• [What the exercise asks] The span to repeat in the listing below runs from the line containing "Query: thumb" to the line containing "Query: green foliage", inclusive. Repeat it exactly, and only it.

• [Input material]
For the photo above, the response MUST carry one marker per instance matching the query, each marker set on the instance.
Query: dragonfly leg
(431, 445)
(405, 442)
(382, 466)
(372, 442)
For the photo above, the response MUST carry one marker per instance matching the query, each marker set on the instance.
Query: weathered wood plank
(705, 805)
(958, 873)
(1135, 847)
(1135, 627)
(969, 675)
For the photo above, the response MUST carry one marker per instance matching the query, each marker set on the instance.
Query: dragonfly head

---

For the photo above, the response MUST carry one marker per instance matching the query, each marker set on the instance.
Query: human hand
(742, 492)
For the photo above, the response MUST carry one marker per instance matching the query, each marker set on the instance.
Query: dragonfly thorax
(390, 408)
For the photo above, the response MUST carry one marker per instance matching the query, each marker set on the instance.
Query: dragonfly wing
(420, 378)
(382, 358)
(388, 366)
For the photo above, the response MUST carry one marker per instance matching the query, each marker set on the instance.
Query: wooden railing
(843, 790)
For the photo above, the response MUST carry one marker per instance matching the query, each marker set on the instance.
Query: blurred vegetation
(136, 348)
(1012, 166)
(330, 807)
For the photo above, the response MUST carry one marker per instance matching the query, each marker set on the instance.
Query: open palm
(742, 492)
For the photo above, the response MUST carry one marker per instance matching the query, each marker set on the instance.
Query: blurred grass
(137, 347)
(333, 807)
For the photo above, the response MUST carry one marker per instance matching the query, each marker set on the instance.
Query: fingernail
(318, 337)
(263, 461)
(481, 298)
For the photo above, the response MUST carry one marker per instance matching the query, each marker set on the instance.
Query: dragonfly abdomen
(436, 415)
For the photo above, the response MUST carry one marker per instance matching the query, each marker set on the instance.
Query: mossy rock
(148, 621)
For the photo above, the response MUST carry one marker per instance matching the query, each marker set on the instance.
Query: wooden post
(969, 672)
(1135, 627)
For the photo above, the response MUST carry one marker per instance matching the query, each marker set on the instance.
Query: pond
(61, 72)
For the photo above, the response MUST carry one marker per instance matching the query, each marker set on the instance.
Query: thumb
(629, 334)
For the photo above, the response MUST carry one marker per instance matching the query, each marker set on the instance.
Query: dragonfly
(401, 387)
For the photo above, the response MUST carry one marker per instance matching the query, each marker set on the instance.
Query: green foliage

• [Result of this exercise]
Query: thumb
(629, 334)
For the photo above, the response MUST carry one marker per instance matching the query, each marker set on the instance.
Query: dragonfly
(401, 387)
For the photo above, the response MUST carry one marker per instance matching the query, each marker set on the instance.
Query: green foliage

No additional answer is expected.